> [Consegna] Trasforma tutte le righe qui sotto in una tabella Markdown con le colonne «Numero» e «Riga», riportando in ciascuna riga il suo numero e il testo e tralasciando le righe vuote. Lascia fuori dalla tabella le immagini.

> [Materiali forniti]
------------------------------------
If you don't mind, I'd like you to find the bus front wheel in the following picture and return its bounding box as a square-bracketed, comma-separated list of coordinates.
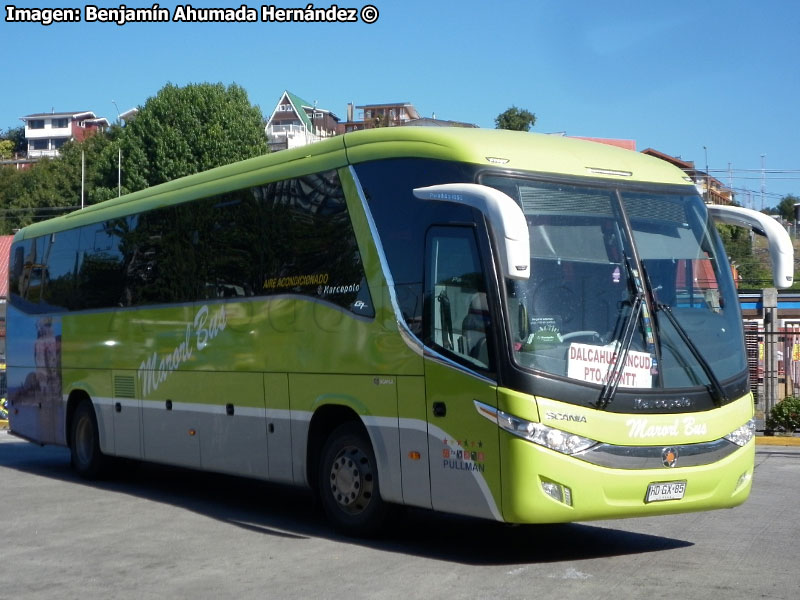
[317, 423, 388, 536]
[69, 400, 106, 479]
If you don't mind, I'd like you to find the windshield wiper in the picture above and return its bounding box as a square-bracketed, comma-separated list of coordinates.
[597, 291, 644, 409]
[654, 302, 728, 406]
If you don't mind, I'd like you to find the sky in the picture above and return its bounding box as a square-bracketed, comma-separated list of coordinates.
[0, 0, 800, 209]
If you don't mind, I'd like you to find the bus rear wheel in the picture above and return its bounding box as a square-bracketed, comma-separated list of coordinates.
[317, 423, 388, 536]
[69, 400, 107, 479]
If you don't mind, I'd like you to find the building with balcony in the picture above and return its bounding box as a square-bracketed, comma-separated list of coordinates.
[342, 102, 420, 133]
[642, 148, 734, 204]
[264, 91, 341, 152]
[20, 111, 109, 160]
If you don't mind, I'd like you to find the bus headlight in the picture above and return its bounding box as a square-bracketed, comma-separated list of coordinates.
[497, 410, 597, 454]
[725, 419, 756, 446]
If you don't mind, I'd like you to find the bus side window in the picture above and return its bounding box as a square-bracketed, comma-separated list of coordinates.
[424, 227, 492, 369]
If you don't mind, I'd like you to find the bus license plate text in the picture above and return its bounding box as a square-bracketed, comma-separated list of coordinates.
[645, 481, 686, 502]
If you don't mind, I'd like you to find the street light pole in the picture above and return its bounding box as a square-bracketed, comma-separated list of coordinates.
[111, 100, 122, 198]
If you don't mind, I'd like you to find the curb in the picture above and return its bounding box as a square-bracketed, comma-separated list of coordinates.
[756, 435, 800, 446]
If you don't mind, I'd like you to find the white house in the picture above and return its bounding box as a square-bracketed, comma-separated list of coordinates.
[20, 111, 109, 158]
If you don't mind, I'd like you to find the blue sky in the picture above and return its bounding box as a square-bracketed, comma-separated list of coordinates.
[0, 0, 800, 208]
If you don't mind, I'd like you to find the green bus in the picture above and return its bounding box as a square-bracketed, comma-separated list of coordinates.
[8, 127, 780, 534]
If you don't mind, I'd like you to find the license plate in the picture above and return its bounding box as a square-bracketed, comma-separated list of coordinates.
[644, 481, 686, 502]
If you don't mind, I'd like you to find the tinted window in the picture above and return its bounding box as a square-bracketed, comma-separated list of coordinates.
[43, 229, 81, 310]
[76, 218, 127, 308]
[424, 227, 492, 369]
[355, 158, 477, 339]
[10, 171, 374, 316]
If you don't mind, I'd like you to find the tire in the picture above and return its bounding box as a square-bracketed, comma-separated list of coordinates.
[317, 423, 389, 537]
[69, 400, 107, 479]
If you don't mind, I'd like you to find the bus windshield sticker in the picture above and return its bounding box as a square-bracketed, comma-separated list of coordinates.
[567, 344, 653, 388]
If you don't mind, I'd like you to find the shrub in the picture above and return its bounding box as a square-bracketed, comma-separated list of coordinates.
------------------------------------
> [Risultato seguente]
| Numero | Riga |
|---|---|
| 1 | If you don't mind, I'd like you to find the bus front wheel in the following picture and return its bounding box as a square-bracketed, comma-separated list of coordinates. |
| 2 | [317, 423, 388, 536] |
| 3 | [69, 400, 106, 479] |
| 4 | If you don't mind, I'd like you to find the windshield wiper in the picture above and return its bounding box as a square-bracketed, comma-separated list of coordinates. |
| 5 | [597, 291, 644, 409] |
| 6 | [654, 302, 728, 406] |
| 7 | If you don't mind, I'd like you to find the sky in the picture above and return its bounding box as a square-bracketed, comma-separated list of coordinates. |
| 8 | [0, 0, 800, 209] |
| 9 | If you don't mind, I'd like you to find the bus rear wheel in the picture above and return its bounding box as a square-bracketed, comma-separated list of coordinates. |
| 10 | [317, 423, 388, 536] |
| 11 | [69, 400, 107, 479] |
| 12 | If you don't mind, I'd like you to find the building with balcony in the picture above and return its bounding box as a square-bracketed, comma-separated list of coordinates. |
| 13 | [342, 102, 420, 133] |
| 14 | [642, 148, 734, 204] |
| 15 | [264, 91, 341, 152] |
| 16 | [20, 111, 109, 160] |
| 17 | If you don't mind, I'd like you to find the bus headlight in the picture above and return its bounding box as a square-bracketed, comma-separated list of coordinates. |
| 18 | [497, 410, 597, 454] |
| 19 | [725, 419, 756, 446] |
| 20 | If you don't mind, I'd like you to find the bus side window in the picture above and return its bounding box as a square-bracketed, comma-separated list of coordinates. |
| 21 | [424, 227, 492, 369] |
| 22 | If you don't mind, I'd like you to find the bus license plate text in the picture above and return its bounding box as a square-bracketed, comma-separated list of coordinates. |
| 23 | [645, 481, 686, 502] |
| 24 | If you don't mind, I'd like you to find the street light pole in the picture above and return its bounding box as a square-bracketed, comma-separated list of coordinates. |
| 25 | [111, 100, 122, 198] |
| 26 | If you don't mind, I'd like you to find the curb in the picture above and return its bounding box as a square-bracketed, comma-separated list of coordinates. |
| 27 | [756, 435, 800, 446] |
| 28 | If you don't mind, I'd like you to find the white house in the picture above and return its bounding box as a square-bracketed, comma-separated list of coordinates. |
| 29 | [20, 111, 109, 158] |
| 30 | If you don't mind, I'd like you to find the blue sky in the picture above and return its bounding box as a square-bracketed, comma-separated list of coordinates. |
| 31 | [0, 0, 800, 208] |
| 32 | If you don't mind, I'd like you to find the green bus in the picture above and return its bounding box as a square-bracketed, comma-separated list of coordinates. |
| 33 | [8, 127, 780, 534] |
| 34 | If you don't mind, I'd like you to find the license plate in the picture above and return its bounding box as a square-bracketed, comma-separated list of coordinates. |
| 35 | [644, 481, 686, 502] |
| 36 | If you don't mind, I'd like you to find the tinted window in the picture above and return its bounding box as a square-bracketed, comma-separated list of coordinates. |
| 37 | [43, 229, 81, 310] |
| 38 | [76, 218, 127, 308] |
| 39 | [424, 227, 492, 369] |
| 40 | [355, 158, 477, 339] |
| 41 | [10, 171, 374, 316] |
| 42 | If you don't mind, I'd like you to find the tire in the picture above and return its bounding box as a square-bracketed, comma-separated list of coordinates. |
| 43 | [317, 423, 389, 537] |
| 44 | [69, 400, 107, 479] |
| 45 | If you don't mind, I'd like you to find the bus windshield sticker in the picture above and return its bounding box as a square-bracketed, comma-separated list of coordinates. |
| 46 | [567, 344, 653, 388] |
| 47 | If you don't mind, I'd like you to find the shrub in the picture above and return its bounding box as a square-bracketed, comma-separated list of coordinates. |